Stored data
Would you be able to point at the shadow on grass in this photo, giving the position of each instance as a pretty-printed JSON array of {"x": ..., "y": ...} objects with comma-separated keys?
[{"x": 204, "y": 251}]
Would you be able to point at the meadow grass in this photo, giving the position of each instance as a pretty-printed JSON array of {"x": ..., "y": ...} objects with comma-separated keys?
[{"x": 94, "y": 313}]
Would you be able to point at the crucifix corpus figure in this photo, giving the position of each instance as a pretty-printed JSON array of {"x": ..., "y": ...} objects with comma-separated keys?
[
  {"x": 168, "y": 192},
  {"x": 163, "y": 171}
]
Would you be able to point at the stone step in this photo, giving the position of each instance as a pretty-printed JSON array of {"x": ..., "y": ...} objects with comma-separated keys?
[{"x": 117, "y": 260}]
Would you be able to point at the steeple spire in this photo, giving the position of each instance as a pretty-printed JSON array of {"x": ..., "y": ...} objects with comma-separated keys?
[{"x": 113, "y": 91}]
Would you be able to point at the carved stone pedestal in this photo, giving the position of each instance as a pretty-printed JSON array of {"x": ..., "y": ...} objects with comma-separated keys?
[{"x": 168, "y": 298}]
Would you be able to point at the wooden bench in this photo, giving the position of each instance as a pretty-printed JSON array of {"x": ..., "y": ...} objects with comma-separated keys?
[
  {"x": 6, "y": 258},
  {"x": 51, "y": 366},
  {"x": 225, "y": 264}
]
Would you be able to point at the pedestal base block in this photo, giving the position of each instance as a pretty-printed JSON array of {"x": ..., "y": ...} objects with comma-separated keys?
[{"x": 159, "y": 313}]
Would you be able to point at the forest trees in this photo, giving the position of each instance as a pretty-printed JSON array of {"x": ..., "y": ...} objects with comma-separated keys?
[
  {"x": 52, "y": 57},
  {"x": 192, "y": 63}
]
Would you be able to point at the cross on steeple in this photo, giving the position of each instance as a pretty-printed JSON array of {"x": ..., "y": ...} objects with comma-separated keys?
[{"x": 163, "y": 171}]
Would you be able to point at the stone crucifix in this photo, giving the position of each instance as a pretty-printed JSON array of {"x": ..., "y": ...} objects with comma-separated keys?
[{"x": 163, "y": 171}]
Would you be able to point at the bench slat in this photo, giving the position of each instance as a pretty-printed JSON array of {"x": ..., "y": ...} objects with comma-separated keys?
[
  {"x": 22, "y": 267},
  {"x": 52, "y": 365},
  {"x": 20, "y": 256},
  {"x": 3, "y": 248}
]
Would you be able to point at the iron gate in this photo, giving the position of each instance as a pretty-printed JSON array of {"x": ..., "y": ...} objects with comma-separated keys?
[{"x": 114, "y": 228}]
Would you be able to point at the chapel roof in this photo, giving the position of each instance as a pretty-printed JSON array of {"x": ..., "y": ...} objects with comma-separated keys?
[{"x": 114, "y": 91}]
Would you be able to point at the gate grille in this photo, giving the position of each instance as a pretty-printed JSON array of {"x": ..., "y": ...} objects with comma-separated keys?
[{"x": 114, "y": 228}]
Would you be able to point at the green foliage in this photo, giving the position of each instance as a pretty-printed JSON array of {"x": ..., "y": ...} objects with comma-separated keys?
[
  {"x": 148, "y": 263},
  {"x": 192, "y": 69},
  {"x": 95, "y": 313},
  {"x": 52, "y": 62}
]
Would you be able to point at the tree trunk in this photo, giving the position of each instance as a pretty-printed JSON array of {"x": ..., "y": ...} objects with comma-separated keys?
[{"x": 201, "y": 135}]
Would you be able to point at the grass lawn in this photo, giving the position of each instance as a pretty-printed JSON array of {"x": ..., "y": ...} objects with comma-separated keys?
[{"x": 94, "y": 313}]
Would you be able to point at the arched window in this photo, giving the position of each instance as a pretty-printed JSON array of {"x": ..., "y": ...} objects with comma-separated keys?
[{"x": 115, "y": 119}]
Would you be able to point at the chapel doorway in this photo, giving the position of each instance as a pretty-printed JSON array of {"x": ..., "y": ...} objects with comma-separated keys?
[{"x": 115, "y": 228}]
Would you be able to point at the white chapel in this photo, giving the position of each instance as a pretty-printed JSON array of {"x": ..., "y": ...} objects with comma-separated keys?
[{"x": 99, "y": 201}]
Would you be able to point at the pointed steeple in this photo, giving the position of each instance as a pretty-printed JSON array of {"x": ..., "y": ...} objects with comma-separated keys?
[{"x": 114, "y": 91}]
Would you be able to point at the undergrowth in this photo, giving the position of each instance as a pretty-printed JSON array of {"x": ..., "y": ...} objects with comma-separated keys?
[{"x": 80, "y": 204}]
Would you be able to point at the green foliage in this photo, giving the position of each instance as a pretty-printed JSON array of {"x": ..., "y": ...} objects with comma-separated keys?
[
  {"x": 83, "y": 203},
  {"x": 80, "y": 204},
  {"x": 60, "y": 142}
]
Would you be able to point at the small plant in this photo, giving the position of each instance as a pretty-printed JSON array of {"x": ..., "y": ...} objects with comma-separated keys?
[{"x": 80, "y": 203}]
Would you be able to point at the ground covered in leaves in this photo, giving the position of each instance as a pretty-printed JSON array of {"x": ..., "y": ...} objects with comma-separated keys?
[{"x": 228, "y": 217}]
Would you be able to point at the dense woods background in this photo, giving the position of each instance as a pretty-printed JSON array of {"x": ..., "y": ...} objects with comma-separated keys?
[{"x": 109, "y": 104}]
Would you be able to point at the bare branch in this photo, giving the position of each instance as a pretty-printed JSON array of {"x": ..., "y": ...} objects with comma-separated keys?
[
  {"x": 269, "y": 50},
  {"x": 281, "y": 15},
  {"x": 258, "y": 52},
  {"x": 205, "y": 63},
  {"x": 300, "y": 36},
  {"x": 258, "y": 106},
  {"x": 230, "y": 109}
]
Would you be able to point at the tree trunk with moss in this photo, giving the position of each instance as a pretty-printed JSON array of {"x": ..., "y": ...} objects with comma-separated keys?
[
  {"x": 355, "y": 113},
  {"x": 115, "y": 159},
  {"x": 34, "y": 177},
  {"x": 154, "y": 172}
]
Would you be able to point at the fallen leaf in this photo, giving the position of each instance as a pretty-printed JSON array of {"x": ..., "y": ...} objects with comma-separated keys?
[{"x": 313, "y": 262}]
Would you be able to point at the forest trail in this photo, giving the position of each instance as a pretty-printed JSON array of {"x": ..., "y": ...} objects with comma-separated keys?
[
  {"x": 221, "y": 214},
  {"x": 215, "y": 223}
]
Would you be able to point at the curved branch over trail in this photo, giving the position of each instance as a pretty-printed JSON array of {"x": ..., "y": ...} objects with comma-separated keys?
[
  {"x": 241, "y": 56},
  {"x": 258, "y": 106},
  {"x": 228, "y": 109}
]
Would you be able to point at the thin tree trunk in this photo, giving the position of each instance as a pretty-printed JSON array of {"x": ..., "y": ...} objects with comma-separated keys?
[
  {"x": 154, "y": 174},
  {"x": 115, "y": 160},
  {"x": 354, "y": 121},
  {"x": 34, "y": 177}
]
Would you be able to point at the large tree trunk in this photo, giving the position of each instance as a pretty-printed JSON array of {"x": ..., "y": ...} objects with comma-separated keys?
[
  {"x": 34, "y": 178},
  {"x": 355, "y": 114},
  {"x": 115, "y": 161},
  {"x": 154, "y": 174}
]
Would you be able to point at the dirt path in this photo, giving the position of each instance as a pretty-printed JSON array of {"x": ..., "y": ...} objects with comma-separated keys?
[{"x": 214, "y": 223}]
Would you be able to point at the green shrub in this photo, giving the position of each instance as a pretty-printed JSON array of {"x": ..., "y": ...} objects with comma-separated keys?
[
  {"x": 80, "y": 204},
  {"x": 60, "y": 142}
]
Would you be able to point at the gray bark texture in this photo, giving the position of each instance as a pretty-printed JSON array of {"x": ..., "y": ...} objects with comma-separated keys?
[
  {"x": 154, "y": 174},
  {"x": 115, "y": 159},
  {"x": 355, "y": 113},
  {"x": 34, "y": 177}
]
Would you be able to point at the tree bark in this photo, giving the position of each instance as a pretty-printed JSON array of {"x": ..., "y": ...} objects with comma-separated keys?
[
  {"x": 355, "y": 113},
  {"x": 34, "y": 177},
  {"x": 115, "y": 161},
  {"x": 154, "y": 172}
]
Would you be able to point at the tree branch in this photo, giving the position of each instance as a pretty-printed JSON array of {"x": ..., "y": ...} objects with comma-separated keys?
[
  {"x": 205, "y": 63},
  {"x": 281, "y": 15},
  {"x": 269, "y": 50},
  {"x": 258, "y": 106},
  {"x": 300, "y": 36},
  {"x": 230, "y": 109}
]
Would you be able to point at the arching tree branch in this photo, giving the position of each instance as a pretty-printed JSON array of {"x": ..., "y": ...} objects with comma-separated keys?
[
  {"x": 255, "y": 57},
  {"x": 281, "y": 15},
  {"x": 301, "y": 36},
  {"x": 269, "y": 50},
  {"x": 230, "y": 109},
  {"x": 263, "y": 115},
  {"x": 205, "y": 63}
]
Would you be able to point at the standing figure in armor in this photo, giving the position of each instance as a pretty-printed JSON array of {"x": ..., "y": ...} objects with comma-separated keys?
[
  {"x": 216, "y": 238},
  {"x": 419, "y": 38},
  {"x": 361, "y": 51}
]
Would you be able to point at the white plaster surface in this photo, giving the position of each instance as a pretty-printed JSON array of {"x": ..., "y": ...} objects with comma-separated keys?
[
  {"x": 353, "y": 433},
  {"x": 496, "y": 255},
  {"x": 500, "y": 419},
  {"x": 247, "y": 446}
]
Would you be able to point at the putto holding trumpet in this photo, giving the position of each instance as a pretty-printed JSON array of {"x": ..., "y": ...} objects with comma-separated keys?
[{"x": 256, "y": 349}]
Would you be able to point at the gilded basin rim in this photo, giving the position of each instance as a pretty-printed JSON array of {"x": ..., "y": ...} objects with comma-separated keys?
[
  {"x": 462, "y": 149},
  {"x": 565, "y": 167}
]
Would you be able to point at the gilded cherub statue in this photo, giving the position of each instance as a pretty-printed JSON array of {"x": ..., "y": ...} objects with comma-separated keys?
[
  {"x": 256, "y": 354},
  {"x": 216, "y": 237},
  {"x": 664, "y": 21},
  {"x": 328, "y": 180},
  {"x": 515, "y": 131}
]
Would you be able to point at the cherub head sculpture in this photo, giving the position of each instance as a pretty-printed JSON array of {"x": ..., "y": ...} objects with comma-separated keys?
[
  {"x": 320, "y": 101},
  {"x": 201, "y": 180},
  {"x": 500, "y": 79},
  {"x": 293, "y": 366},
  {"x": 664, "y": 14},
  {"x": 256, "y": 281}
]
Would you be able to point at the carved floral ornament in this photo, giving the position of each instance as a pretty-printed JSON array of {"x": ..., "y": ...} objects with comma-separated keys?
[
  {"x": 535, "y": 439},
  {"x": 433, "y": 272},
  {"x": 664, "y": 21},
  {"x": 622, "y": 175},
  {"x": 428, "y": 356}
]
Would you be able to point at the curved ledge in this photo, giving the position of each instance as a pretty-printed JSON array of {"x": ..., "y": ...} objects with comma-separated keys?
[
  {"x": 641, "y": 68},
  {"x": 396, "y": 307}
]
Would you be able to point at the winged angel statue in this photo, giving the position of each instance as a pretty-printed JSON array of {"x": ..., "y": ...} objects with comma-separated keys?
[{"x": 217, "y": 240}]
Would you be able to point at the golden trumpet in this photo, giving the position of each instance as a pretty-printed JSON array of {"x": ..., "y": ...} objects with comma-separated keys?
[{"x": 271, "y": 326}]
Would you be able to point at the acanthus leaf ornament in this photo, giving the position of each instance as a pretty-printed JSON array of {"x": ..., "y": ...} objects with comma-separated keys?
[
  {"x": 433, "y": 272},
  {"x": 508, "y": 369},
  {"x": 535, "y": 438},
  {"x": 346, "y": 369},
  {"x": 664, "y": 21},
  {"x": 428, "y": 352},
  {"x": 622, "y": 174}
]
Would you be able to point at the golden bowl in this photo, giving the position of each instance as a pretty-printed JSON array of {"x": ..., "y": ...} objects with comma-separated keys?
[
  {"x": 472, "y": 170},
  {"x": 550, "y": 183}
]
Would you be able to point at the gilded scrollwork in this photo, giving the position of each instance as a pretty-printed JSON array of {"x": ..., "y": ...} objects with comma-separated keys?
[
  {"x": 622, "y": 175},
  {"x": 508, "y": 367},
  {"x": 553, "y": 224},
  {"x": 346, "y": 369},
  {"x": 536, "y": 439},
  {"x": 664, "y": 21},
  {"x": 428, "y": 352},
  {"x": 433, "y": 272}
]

Stated task: Reproduce only the lines running from the one that contains "Would you be able to point at the winged" to the last line of the records.

In response:
Would you be able to point at the winged angel statue in this photo, giving the position of each instance as a pretty-printed JSON array of {"x": ..., "y": ...} objects with comma-separated keys?
[{"x": 217, "y": 240}]
Would you be able to point at the golden trumpet in this photo, giving the position of each instance as a pretty-printed JSON array of {"x": ..., "y": ...} objects with comma-separated keys?
[{"x": 271, "y": 326}]
Would you be able to point at the acanthus leaf ornament in this photo, giving the position of each instance as a pretty-printed JSON array of {"x": ..., "y": ...} objects with comma-separated keys?
[
  {"x": 433, "y": 272},
  {"x": 508, "y": 369},
  {"x": 535, "y": 438},
  {"x": 346, "y": 369},
  {"x": 664, "y": 21},
  {"x": 428, "y": 352},
  {"x": 622, "y": 174}
]
Would you be able to point at the golden bowl in this photo, giving the position of each instance as a pretty-printed JSON array of {"x": ..., "y": ...} objects with comma-separated keys?
[
  {"x": 472, "y": 170},
  {"x": 550, "y": 183}
]
Would you be able to point at the gilded scrollwork in this photo, giving the position of each instance as a pretty-printed JSON array of {"x": ..., "y": ...} objects with comma-separated keys?
[
  {"x": 622, "y": 175},
  {"x": 508, "y": 367},
  {"x": 553, "y": 224},
  {"x": 346, "y": 369},
  {"x": 536, "y": 439},
  {"x": 664, "y": 21},
  {"x": 428, "y": 352},
  {"x": 433, "y": 272}
]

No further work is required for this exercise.